Object point labels
** Start **

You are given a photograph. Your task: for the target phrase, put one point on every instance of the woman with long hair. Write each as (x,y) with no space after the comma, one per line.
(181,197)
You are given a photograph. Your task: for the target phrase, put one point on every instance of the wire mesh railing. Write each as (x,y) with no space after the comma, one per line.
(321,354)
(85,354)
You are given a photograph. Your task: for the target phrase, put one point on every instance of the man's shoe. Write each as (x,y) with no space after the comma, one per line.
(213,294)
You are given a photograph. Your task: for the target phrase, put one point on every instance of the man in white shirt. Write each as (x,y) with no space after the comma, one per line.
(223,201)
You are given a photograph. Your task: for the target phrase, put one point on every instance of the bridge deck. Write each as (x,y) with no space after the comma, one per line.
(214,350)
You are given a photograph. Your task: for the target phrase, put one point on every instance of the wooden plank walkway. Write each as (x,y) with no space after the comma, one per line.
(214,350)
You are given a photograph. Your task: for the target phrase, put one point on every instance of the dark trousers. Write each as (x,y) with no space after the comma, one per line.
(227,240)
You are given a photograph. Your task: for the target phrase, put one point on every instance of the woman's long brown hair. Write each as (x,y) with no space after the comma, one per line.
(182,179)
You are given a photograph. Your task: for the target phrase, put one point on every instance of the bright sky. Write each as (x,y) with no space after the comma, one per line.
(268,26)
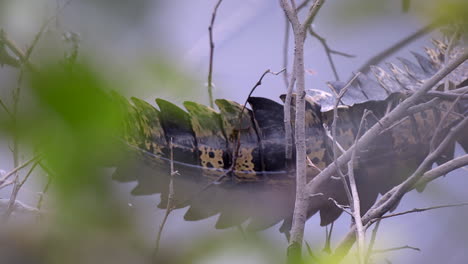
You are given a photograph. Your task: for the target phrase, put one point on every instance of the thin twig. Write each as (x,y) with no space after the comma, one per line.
(329,52)
(392,197)
(342,207)
(340,95)
(28,174)
(328,233)
(356,203)
(419,210)
(443,169)
(442,121)
(285,52)
(170,200)
(375,60)
(15,170)
(372,241)
(210,70)
(301,199)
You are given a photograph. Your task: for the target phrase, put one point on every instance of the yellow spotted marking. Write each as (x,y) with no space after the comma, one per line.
(245,164)
(211,157)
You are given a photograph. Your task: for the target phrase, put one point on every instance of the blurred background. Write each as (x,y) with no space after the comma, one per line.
(160,49)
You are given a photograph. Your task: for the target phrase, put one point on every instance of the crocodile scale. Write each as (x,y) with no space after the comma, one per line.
(261,186)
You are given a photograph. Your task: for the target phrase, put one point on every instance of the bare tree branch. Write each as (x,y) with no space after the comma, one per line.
(379,251)
(210,70)
(301,202)
(375,60)
(170,201)
(385,122)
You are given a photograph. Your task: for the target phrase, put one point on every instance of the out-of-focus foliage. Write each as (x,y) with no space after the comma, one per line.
(74,124)
(428,10)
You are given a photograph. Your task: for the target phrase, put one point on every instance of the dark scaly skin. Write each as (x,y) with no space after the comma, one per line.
(261,186)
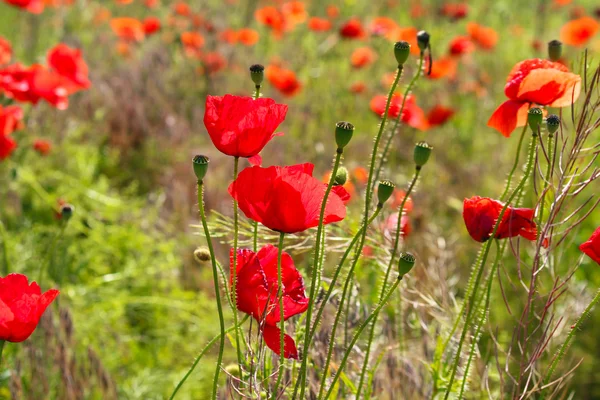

** End **

Aim
Rewrite the items from the line containing "the dark scaly" through the end of the items, both included, swapping "dark scaly skin" for "rough scaly hide" and keeping everything else the same. Omit the pictures.

Full response
You are given a photograph. Your task: for the target phrase, put one point on every instance of the rough scaly hide. Write each as (x,y) with no space after the comma, one per line.
(261,186)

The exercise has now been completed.